Exercise data
+ + + + + + +
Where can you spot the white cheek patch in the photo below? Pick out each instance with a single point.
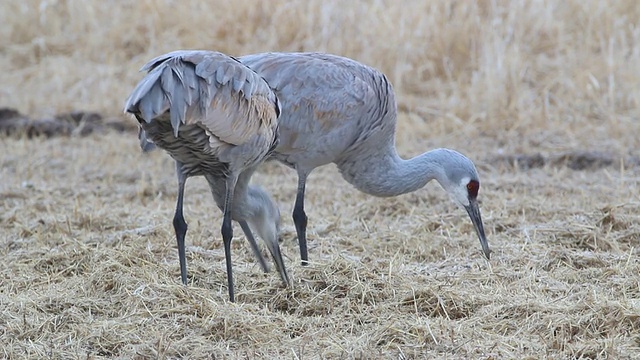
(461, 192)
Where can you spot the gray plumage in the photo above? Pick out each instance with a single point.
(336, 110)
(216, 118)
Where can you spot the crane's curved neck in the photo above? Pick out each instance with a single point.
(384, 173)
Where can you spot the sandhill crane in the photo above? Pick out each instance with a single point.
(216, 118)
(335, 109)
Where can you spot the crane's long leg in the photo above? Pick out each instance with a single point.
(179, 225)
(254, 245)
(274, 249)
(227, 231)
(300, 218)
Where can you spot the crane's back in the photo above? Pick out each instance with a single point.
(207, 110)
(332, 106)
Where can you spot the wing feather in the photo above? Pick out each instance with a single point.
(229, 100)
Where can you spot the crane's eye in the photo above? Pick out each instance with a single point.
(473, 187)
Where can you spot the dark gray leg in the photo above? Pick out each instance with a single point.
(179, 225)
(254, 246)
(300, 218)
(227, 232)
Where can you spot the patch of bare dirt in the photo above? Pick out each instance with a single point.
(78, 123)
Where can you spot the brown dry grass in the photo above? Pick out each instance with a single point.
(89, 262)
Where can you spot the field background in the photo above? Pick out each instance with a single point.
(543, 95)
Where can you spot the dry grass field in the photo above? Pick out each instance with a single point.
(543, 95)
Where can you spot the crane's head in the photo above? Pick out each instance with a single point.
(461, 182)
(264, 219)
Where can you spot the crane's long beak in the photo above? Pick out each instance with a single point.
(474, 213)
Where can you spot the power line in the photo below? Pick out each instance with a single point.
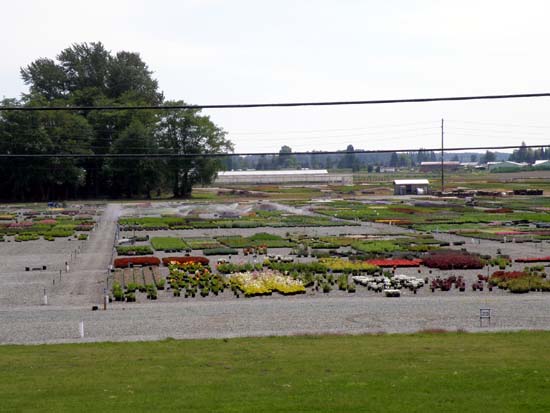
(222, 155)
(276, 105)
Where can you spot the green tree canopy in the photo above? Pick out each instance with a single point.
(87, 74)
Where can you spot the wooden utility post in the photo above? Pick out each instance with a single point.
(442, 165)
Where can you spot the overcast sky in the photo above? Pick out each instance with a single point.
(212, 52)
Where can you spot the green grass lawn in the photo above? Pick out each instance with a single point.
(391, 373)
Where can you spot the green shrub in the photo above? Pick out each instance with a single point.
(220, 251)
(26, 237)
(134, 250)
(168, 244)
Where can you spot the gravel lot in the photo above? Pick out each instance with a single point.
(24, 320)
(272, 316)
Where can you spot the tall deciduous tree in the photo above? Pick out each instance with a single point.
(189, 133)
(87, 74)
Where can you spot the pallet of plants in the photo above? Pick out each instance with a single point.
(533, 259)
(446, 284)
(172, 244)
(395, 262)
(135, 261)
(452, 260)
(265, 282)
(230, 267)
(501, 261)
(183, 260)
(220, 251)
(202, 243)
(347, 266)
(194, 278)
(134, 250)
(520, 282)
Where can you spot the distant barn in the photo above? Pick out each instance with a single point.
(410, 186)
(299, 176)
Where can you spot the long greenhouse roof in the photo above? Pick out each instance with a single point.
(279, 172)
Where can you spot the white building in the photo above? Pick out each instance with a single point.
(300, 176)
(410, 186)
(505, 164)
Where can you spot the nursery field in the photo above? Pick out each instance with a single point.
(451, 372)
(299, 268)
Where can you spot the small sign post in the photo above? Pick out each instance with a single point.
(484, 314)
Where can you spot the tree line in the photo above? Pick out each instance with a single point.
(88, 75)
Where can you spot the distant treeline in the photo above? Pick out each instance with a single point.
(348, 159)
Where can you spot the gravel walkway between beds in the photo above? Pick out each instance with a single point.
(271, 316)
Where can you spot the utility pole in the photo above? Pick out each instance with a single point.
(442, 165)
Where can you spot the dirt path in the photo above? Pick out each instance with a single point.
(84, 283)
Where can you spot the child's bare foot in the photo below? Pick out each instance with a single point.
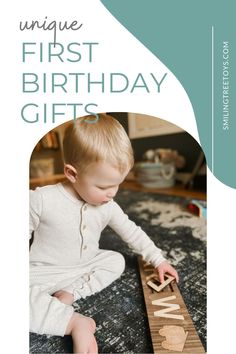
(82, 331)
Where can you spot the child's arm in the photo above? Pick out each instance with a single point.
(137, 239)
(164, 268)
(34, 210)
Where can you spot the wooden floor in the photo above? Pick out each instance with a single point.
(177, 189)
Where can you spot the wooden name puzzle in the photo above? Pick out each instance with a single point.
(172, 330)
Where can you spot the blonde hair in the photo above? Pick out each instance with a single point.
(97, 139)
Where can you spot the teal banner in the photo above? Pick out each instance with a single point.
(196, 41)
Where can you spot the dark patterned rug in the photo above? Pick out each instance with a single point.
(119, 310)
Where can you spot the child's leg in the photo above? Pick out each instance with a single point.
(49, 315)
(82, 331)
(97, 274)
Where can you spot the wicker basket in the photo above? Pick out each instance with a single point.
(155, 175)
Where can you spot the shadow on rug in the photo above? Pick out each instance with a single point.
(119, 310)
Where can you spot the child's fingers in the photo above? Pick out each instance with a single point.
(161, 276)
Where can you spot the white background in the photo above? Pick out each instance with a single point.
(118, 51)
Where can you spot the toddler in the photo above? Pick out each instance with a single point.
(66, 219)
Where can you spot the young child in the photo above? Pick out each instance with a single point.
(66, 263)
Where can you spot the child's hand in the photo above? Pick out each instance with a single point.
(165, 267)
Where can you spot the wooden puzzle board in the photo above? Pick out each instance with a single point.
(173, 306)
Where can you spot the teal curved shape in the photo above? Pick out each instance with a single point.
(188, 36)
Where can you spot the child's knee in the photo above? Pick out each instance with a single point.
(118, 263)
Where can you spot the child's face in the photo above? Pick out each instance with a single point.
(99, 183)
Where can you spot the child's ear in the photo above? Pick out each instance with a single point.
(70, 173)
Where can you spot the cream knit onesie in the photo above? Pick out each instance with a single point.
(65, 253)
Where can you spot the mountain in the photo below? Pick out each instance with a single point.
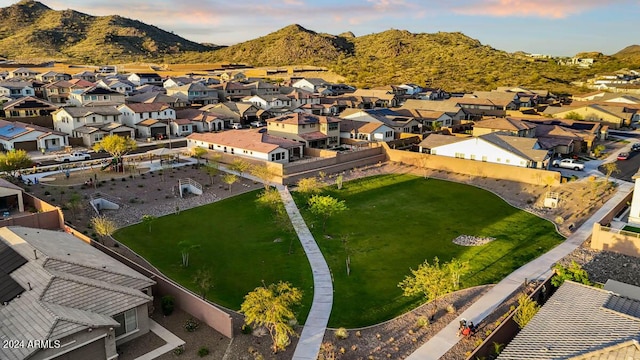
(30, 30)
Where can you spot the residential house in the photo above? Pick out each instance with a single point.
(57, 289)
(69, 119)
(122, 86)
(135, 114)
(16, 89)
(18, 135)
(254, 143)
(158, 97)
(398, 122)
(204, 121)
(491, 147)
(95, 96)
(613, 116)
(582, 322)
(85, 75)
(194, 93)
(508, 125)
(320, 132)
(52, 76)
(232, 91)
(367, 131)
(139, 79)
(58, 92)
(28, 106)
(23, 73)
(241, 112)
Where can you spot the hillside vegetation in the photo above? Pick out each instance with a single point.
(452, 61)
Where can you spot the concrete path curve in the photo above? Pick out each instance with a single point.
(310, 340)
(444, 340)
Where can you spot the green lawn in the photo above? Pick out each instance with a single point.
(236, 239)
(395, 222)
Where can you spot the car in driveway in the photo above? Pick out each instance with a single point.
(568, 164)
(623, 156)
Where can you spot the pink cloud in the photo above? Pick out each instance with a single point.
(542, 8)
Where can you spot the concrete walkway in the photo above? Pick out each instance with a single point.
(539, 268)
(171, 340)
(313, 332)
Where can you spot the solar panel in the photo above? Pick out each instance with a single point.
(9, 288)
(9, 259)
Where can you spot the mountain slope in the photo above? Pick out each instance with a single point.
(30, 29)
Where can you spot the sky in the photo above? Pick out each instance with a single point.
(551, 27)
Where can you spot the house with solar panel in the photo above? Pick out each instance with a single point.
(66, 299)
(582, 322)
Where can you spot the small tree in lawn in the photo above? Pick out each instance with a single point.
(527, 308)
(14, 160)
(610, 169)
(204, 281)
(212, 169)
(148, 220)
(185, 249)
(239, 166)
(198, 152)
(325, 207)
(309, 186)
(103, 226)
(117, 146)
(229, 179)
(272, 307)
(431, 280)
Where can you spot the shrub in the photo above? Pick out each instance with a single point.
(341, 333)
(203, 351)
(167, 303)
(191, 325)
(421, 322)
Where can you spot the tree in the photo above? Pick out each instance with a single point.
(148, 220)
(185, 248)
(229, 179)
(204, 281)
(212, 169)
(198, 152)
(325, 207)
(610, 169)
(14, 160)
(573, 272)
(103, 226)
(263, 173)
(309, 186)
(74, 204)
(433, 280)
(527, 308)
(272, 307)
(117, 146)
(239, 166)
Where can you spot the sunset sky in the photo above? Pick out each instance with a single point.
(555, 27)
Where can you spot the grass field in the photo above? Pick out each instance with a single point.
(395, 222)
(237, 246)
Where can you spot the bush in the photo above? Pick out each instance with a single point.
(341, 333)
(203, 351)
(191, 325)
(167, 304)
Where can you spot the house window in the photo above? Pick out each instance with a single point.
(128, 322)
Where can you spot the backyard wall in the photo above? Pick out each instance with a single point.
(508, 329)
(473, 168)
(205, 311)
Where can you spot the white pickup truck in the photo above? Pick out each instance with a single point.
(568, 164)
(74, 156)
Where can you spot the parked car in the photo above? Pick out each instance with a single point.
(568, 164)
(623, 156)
+ + + + + + +
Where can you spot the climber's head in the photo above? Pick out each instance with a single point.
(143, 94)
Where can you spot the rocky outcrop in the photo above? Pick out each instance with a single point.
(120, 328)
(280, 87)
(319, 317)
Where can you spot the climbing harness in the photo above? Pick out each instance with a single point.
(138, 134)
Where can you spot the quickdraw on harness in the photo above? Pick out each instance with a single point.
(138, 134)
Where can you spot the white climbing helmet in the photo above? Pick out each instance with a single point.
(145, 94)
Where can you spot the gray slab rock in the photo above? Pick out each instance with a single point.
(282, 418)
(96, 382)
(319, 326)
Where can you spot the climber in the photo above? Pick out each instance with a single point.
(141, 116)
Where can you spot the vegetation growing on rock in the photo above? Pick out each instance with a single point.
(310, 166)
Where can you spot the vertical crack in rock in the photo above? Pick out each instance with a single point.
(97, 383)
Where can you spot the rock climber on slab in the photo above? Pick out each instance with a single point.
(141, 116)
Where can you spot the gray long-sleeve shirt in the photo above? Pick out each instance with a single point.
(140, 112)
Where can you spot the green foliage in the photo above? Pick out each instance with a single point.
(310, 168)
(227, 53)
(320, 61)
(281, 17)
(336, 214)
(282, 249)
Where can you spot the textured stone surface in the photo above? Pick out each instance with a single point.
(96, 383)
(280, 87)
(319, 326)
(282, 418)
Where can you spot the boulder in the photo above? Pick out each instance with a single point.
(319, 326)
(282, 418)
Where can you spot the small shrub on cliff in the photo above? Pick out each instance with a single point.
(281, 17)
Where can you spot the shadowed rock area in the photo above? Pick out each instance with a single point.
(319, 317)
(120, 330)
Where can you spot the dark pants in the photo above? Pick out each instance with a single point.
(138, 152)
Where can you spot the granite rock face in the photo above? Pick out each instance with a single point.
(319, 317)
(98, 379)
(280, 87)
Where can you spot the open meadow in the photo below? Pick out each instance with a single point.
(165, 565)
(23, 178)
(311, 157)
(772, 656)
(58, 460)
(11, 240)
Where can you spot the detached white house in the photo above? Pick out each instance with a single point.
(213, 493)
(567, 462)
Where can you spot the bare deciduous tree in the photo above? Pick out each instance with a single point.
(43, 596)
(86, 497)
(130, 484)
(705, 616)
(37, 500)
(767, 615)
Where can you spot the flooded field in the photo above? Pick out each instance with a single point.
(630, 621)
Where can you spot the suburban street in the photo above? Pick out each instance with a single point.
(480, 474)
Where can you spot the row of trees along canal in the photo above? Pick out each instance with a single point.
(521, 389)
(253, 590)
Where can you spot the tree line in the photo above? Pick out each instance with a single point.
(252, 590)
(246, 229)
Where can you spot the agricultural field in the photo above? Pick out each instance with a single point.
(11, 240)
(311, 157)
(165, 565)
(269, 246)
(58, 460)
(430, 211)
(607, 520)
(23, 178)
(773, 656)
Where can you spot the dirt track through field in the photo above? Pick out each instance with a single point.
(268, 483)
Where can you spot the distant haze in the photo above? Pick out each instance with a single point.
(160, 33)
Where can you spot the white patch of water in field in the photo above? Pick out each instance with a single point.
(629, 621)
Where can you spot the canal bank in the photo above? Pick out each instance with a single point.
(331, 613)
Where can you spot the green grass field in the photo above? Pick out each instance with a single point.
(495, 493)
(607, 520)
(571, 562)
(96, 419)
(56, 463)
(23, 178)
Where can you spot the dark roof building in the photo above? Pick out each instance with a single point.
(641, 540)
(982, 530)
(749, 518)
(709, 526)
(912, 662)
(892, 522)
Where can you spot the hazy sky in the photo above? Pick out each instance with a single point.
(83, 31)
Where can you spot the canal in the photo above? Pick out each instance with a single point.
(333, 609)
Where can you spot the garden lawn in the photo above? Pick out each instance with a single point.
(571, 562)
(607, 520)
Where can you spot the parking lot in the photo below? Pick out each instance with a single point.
+ + + + + + +
Using the data above, repeat exactly the lines that begin at the line with "Where can you spot the canal bank" and end at the line with "Where can you spot the parking", both ends included.

Where can you spot the canal bank in the photo above? Pick out each instance with a single point.
(331, 613)
Where can you spot the green grass field in the photo above? Pick out each instance with a single point.
(495, 493)
(607, 520)
(571, 562)
(96, 419)
(56, 463)
(23, 178)
Where can you spot the dark roof building in the photo above? Pick out each instance with a single point.
(641, 540)
(982, 530)
(749, 518)
(709, 526)
(912, 662)
(892, 522)
Where can you spot the hazy sky in the photo above? Pick out each instance with a single point.
(83, 31)
Where can you spot the canal in the photo above? Pick out each instance with a single point.
(333, 609)
Where can you spot the garden lawn in the photo above? Pick out each instance with a single point.
(571, 562)
(607, 520)
Where can you spot the parking lot in the photo below? Pick out each instance with a single point.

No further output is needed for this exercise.